- **抜粋本文**
┄┄┄┄┄┄
今山 : 組合長は「木材を出来る限り高く売りたい、それが山主への利益還元という森林組合の一丁目一番地の責任だ」と常日頃から方針を挙げていました。然しながら、木材価格は長く低迷し、加えて広域物流のコストや輸送に苦しんでいたのは事実です。塩地さんの提案にも一理あると思いました。規模では負けてしまう近隣のライバル対策には、「忘れていた地元需要で再浮上のきっかけを掴む」というシナリオもあるだろうと思えたのです。でも、強引に説得されたのも事実ですが(笑)
文月 : 森林組合は製材会社ではありません。製材機の都合を優先すると、「森林資源を残さず活用する」という大方針に外れることもあるでしょう。大径材が余剰になるのも、製材機都合優先の証明ですね。大型パネルの場合は、梁も、柱も、無論、間柱もすべて佐伯材で構成する訳で、森林組合の成果そのものとも言えますね。
塩地 : 佐伯さんなら出来ると信じて疑わなかったですね。なぜなら、再造林を旗印に経営されていたからです。再造林のためなら、なんでもやらねばなりません。それは地元で売ることも、大径材を使うことも、建築分野を学ぶことも、地場工務店に売り込むことも、大義の実現のためには、小さなことです。それほど再造林は超がつくほどの難事業だと思ってきました。その再造林を黙々とやり続けている佐伯さんに、大型パネルを生産して販売することなど、難問ではありません。僕が全面的にバックアップするからと、お尻を叩いてきました。
文月 : さて、本論に進みたいと思います。佐伯さんでは、次第に地元工務店に大型パネルが受け入れられていると聞いてます。販売棟数が伸びているとのこと。この先の展望は如何ですか?
塩地 : 僕から答えさせてもらいます。佐伯さんが大型パネル事業を伸ばしているのは事実です。しかし、それはウッドショックによる後押しがあるからです。本当の実力ではありません。地元工務店は、木材の高騰や品不足、そして大工不足を一気に解消できる、大型パネルを選んでいるのです。特に、梁材の不足は、佐伯さんの大型パネルを後押ししている要因です。ウッドショックが収まれば元の黙阿弥では困ります。地元に定着させてこそ、価値があるのです。
今山 : ジワジワですが、地元工務店に大型パネルは浸透し始めています。それと担当しているスタッフ達も、建築の知識や経験が厚くなっています。人材が育ってきたのです。これを成長軌道に乗せるには、更に強力な策が必要でしょう。ウッドショックに右往左往することなく、確かな成長に乗せる具体策が必要だと思っています。
文月 : それは森林直販ではないですか?地元工務店だけではなく、施主に直接販売する方策ではないですか?
┄┄┄┄┄┄
- **記録一覧**
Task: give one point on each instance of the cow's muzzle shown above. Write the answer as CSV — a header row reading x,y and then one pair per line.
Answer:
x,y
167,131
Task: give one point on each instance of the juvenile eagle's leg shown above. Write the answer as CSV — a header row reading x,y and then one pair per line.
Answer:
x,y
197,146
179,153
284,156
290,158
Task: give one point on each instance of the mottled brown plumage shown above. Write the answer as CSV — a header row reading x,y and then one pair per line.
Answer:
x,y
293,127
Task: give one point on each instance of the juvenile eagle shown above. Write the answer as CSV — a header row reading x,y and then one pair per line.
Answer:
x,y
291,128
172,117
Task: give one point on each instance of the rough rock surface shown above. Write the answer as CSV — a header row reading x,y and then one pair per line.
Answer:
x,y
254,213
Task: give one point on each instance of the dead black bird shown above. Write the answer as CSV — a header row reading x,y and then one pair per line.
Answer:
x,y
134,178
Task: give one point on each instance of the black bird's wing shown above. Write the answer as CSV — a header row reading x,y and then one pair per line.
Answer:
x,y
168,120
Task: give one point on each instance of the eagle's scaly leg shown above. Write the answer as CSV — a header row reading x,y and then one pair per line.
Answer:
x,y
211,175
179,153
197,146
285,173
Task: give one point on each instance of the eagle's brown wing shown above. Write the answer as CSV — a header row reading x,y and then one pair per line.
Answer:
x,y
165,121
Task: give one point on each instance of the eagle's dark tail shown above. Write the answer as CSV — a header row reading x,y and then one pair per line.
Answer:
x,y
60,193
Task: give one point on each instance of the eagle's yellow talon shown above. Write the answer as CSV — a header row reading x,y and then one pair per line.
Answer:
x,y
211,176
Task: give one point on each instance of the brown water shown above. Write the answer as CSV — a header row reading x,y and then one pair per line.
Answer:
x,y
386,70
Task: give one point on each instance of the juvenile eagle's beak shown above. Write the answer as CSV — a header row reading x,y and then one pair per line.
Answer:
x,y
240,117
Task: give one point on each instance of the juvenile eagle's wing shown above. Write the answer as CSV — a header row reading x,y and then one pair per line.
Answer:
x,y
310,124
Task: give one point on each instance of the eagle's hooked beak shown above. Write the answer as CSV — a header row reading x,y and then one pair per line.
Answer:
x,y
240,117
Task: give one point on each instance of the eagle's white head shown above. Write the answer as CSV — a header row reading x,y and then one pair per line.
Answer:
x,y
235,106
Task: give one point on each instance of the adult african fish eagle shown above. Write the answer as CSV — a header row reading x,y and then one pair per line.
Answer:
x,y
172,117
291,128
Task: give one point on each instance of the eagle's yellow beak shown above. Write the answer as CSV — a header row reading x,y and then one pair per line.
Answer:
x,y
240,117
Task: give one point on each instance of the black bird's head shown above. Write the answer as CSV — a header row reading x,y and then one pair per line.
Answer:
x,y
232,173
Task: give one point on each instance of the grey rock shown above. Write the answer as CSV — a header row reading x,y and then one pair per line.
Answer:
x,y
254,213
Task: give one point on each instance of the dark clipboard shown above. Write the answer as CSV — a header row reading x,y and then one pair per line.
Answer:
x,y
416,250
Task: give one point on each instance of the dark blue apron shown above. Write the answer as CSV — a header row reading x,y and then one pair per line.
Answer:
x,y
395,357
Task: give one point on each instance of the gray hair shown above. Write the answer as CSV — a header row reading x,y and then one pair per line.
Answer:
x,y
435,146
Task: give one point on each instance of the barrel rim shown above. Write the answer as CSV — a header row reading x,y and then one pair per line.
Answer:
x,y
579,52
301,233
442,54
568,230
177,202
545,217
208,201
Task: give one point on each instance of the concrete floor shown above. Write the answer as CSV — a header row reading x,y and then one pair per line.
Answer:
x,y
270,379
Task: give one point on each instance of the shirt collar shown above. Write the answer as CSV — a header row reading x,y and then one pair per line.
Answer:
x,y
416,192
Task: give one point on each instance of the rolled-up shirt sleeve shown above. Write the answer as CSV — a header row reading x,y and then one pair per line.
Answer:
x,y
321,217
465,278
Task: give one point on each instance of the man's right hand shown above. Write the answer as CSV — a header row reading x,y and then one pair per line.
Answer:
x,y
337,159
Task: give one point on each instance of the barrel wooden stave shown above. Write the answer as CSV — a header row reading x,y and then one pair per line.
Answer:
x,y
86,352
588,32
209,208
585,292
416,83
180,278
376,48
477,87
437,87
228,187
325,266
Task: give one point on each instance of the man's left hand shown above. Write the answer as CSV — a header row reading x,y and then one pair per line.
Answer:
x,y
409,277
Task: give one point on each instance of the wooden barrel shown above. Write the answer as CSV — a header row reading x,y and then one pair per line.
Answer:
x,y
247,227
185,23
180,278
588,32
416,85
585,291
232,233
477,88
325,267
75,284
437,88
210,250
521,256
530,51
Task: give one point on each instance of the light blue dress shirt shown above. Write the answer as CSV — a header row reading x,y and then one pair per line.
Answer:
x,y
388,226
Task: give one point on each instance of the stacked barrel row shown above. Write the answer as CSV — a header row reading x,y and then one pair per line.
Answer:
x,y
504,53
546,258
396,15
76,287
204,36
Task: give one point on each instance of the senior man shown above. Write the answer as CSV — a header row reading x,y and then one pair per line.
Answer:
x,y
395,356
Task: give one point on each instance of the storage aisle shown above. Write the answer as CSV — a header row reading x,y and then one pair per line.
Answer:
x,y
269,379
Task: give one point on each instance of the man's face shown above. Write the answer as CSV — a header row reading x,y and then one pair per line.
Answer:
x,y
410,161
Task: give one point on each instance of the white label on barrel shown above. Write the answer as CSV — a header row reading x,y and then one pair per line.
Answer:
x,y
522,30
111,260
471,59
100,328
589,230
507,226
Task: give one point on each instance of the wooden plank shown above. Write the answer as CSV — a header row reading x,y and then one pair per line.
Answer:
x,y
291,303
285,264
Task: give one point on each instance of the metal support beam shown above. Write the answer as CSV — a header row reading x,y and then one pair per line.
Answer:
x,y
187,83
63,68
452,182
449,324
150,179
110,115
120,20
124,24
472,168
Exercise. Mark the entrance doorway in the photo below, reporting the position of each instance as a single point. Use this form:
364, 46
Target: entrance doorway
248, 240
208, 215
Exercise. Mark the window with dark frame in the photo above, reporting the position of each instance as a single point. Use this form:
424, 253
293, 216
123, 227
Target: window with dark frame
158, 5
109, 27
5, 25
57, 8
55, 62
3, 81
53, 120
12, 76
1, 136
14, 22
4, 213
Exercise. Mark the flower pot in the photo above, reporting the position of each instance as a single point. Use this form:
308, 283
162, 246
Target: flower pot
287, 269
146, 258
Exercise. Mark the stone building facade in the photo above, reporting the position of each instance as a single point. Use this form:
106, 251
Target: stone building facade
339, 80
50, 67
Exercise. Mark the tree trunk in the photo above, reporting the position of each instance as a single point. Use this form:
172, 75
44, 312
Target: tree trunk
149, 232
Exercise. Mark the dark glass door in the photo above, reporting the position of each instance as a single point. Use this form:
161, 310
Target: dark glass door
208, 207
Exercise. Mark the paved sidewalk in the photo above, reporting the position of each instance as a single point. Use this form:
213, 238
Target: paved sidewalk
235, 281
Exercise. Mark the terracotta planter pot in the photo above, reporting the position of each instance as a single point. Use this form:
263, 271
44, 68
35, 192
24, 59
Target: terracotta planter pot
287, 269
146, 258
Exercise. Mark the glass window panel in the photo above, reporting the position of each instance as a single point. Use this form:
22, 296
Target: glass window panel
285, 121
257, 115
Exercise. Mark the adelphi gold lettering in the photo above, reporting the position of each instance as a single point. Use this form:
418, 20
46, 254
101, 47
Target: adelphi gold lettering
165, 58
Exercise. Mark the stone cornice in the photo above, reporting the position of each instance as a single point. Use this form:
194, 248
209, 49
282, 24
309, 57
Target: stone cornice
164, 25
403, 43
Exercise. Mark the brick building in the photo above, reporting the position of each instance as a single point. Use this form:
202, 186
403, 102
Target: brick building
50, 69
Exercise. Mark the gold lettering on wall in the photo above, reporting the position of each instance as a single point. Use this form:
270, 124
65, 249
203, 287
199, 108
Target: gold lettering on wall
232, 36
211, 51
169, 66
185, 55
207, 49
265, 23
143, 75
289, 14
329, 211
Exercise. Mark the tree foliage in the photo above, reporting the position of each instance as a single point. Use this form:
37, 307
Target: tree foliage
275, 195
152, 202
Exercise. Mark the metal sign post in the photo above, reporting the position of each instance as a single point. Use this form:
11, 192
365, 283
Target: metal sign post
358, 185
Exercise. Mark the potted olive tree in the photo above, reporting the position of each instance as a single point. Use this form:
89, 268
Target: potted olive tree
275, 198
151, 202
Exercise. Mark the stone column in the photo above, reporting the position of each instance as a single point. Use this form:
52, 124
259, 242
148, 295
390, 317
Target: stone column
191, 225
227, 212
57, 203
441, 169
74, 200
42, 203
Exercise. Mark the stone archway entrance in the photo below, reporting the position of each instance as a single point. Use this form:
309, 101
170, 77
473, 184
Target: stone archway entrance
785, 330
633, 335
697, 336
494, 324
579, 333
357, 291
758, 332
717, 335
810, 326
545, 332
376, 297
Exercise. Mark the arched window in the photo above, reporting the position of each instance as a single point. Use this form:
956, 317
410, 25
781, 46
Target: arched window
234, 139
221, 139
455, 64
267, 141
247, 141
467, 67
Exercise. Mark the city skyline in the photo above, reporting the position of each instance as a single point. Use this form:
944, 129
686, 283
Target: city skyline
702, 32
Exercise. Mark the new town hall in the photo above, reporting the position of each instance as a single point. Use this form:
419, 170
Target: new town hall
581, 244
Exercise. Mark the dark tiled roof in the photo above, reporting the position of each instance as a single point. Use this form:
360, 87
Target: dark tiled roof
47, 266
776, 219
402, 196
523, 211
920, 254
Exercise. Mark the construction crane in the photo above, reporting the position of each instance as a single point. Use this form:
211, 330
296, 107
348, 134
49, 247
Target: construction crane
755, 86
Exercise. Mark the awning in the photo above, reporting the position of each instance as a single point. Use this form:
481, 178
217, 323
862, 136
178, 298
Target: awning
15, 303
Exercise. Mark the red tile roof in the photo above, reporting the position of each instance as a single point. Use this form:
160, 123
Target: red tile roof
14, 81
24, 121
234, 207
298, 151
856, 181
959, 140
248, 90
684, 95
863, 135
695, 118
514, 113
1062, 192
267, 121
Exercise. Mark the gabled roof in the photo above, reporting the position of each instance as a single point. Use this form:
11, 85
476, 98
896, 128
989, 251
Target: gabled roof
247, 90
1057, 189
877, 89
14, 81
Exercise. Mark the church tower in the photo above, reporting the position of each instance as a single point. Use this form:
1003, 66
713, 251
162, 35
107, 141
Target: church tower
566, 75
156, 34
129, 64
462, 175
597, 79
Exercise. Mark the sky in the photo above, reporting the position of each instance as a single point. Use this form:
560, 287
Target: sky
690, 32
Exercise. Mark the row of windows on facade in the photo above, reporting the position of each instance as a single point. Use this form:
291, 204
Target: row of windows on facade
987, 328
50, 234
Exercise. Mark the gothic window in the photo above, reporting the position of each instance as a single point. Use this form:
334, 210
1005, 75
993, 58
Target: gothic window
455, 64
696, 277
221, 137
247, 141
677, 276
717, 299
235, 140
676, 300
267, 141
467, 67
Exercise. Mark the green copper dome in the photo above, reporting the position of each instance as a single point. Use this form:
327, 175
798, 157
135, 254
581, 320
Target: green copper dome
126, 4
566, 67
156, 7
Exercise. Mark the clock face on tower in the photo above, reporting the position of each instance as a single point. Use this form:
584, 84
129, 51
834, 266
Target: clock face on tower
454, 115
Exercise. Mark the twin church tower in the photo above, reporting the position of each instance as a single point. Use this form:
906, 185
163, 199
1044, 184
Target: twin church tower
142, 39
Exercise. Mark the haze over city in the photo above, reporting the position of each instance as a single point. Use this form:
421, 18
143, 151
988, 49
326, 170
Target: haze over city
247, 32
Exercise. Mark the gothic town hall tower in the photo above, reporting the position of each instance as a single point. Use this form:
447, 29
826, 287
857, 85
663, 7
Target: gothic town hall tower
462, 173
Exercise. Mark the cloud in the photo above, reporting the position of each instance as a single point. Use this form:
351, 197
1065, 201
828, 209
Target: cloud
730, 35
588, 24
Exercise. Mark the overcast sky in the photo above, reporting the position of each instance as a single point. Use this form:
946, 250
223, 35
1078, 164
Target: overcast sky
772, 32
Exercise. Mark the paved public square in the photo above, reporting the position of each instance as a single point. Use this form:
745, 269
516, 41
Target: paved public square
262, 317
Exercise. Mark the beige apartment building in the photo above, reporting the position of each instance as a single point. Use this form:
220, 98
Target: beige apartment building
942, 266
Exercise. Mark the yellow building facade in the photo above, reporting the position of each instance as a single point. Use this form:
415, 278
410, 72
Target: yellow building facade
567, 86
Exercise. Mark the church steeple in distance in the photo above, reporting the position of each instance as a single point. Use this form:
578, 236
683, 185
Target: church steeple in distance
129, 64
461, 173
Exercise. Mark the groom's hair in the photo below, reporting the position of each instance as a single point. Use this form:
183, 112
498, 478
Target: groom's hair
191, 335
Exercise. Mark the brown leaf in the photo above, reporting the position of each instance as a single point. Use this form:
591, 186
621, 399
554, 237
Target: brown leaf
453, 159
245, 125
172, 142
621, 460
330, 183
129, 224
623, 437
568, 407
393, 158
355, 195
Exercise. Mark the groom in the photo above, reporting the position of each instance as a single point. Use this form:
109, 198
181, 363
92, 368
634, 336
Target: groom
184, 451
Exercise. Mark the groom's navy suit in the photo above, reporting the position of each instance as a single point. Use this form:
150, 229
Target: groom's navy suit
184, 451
┄┄┄┄┄┄
- **課題**
森林組合の大型パネル事業についての対談を、最後の発言の後から書き継いでください。

- **回答**
塩地 : 「ハーフ住宅」という施主に直接訴求できる商品を開発しています。地元工務店だけでは、事業の安定感が保てません。生活者に、施主に、もっと訴求して、「佐伯さんの木材で、自分の家を建てたい。そして再造林に貢献したい」と言わしめてこそ、森林組合が大型パネルをやる意味が出てきます。佐伯さんは次のステージに進んでいくでしょうし、次のステージでもお尻を叩きたいと思います(笑)
今山 : もう充分ですと言う気持ちと、また次か〜という気持ちが混ざって、複雑な心境です。「伐ったら植える」を基本とする佐伯型循環林業を標榜する我々にとって、「林業は終わりなき旅」だと思っています。森林直販にも挑戦したいと思います。
文月 : 森林直販とは、私が言い出した事業モデルです。付加価値を逃すことなく、最終的な消費者や生活者へ木材製品を届けていく、そしてその収益を、買ってくれた生活者の想いを、再造林へ繋げていく、それが森林直販の姿です。そのためには、異業種の知識が必要だったり、設備投資や開発研究が必要となるでしょう。リスク分散から、分業ばかりが目立つ林業林産業を、垂直的に統合して、山から生活者へ一直線に届けてこそ、森林は甦ると信じています。佐伯さんの今までの奮闘に敬意を表すと共に、再造林を掲げて、新しい事業分野へ挑戦する姿は、多くの方々に勇気と希望を与えるでしょう。機会がありましたら、ぜひもう一度、この話の続きをやってみたいと思います。
☆まとめ
文月恵理さんは、この討論の「まとめ」として、以下のように、述べておられます。
「リスク分散から、分業ばかりが目立つ林業林産業を、垂直的に統合して、山から生活者へ一直線に届けてこそ、森林は甦ると信じています。佐伯さんの今までの奮闘に敬意を表すと共に、再造林を掲げて、新しい事業分野へ挑戦する姿は、多くの方々に勇気と希望を与えるでしょう。」
これは凄く立派な「まとめ」です。いつも、私が書いている「まとめ」の模範解答を書いていただきました。私は、ここでは「まとめ」を書く必要はありません。
この討論を、次へと先へ進めていただきたいのです。今回は、今山さんを招いての初めての「討論ブログ」でした。これで入口の扉は開きました。次は、中に入っての激論になります。今山さんが、熱い血をたぎらせて熱弁を振う姿が、目に浮かびます。
今山さんの挑戦を一緒にやってくださる部下の方々、業者の方々、お施主さんたちも、熱気に引き込まれて行くだろうと期待しています。続編を待望しています。
椎野潤ブログの読者の皆様、颯爽と登場した、この新星の味わい深いブログを、お楽しみください。林業再生・山村振興を強力に推進し始めた、この人達の活動に、ご期待ください。これは「森林サービス業の新たな展開を拓くかもしれません。(椎野潤記述)
[檄文]
再造林を進められる林業と木材の販売に関心を持ち、高い価格を実現する森林直販を実現しましょう。
参考資料
(1)文月恵理著 討論 森林直販へ 司会 文月恵理 パネリスト 今山哲也 塩地博文、2022年6月24日。
[付記]2022年6月24日。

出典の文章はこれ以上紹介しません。